◆ Quoted passage
##############################

Of course, Shaw QC would play with his words and tell us all that he is a lawyer and he believes in justice and he knows the law .
We are all told to apologise if anything goes wrong or even if anything doesn't go wrong. In this surgical junior doctors case, two lawyers coaxed an apology to the General Medical Council implying that matters would get better for him. Having coaxed the apology, they took their money and disappeared into the sunset. Yesterday, the only argument the General Medical Council had on justifying a warning on this doctors registration was the fact that he had apologized. So, an apology according to the GMC's legal team was an admission of so called guilt and this apology gave them the right to violate a person's Article 10 [HRA] human rights. And there we have it, that is the price of an apology.
Dr Scot Jnr was nearly taken down by his own misguided apology. Dr Shrine Boardman decided to apologise as well. Morally this may be the correct thing to do but the General Medical Council sees it as an admission of guilt. That is what the case yesterday told us all.
The argument that is haunting Mark Shaw QC at the moment is whether a complaint can be taken up without a complainant. In R v GMC Ex Parte Powell he argued that a complaint could not be taken up without a complainant. Yesterday, he appeared to argue that a complaint can be taken up in the new rules but not the old rules. Then he has a minor problem of the fact that in Pal v GMC 2004, during the old rules, a complaint was taken up without a complainant.
So let us have a look at the old rules to see if Mark Shaw QC is right.
Here is the link to the pre 2004 rules.
6.—(1) Where a complaint in writing or information in writing is received by the Registrar and it appears to him that a question arises whether conduct of a practitioner constitutes serious professional misconduct the Registrar shall submit the matter to a medical screener.
And there we have it " information in writing" is of course not necessarily a formal complaint by a complainant. Mr Shaw provides no reason as to why the old rules or the new rules should be any different :). It just is because Mark Shaw says so.

##############################

◆ Problem A
In the post about the General Medical Council, what was the only argument the GMC had yesterday for justifying a warning on the doctor's registration?
◆ Problem B
Summarize the post about the General Medical Council in two sentences.
◆ Problem C
Retype the part of the post about the General Medical Council starting at "The argument that" and ending at "pre 2004 rules.".

◆ Available data
##############################

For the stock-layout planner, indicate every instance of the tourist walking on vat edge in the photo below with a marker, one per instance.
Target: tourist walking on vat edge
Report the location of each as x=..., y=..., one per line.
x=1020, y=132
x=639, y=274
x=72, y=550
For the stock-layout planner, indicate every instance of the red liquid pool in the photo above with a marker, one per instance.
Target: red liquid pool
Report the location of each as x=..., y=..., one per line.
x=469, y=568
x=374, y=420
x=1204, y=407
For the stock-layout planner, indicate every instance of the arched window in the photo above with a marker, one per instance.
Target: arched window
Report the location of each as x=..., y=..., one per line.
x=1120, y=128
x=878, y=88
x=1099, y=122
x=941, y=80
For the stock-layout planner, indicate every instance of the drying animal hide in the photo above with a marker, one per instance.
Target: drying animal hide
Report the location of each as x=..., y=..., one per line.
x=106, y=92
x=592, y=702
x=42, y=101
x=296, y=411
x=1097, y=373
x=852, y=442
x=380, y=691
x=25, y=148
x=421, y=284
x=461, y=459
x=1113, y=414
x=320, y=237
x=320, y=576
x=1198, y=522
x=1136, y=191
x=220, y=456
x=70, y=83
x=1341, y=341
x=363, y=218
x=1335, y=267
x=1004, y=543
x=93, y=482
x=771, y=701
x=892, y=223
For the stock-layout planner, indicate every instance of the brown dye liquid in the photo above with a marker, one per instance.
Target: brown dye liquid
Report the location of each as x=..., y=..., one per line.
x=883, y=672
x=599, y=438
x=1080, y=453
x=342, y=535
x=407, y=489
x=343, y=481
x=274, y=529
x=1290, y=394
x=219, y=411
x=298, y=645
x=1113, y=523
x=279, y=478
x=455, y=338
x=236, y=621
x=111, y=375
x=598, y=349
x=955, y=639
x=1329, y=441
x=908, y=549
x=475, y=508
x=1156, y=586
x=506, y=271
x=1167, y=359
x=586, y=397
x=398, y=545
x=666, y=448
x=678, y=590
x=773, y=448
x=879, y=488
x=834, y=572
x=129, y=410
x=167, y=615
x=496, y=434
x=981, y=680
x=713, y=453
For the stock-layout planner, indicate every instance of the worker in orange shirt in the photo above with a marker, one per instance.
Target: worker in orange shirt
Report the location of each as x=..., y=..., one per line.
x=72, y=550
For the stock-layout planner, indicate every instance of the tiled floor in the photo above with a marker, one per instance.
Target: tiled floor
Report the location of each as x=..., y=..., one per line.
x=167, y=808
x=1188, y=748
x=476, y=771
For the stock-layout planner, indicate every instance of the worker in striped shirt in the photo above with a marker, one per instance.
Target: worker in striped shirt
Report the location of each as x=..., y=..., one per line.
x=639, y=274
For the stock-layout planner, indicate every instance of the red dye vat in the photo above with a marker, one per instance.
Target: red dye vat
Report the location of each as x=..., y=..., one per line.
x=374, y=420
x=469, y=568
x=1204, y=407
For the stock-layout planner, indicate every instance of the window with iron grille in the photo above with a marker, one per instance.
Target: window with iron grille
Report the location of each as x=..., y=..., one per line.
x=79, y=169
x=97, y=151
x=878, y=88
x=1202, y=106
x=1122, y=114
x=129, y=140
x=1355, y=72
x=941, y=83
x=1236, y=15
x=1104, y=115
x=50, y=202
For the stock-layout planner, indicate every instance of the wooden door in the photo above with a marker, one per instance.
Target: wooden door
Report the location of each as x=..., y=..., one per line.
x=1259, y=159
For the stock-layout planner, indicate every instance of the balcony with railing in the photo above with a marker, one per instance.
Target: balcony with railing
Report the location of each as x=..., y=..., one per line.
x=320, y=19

##############################

◆ Problem solution A
The GMC's only argument was that the doctor had apologized.

◆ Problem solution B
The post argues that the General Medical Council treats a doctor's apology as an admission of guilt: in yesterday's case, its only argument for a warning on a surgical junior doctor's registration was an apology that two lawyers had coaxed from him. It also disputes Mark Shaw QC's position on whether a complaint can be taken up without a complainant, citing Pal v GMC 2004 and the pre-2004 rules' reference to "information in writing."

◆ Problem solution C
The argument that is haunting Mark Shaw QC at the moment is whether a complaint can be taken up without a complainant. In R v GMC Ex Parte Powell he argued that a complaint could not be taken up without a complainant. Yesterday, he appeared to argue that a complaint can be taken up in the new rules but not the old rules. Then he has a minor problem of the fact that in Pal v GMC 2004, during the old rules, a complaint was taken up without a complainant.
So let us have a look at the old rules to see if Mark Shaw QC is right.
Here is the link to the pre 2004 rules.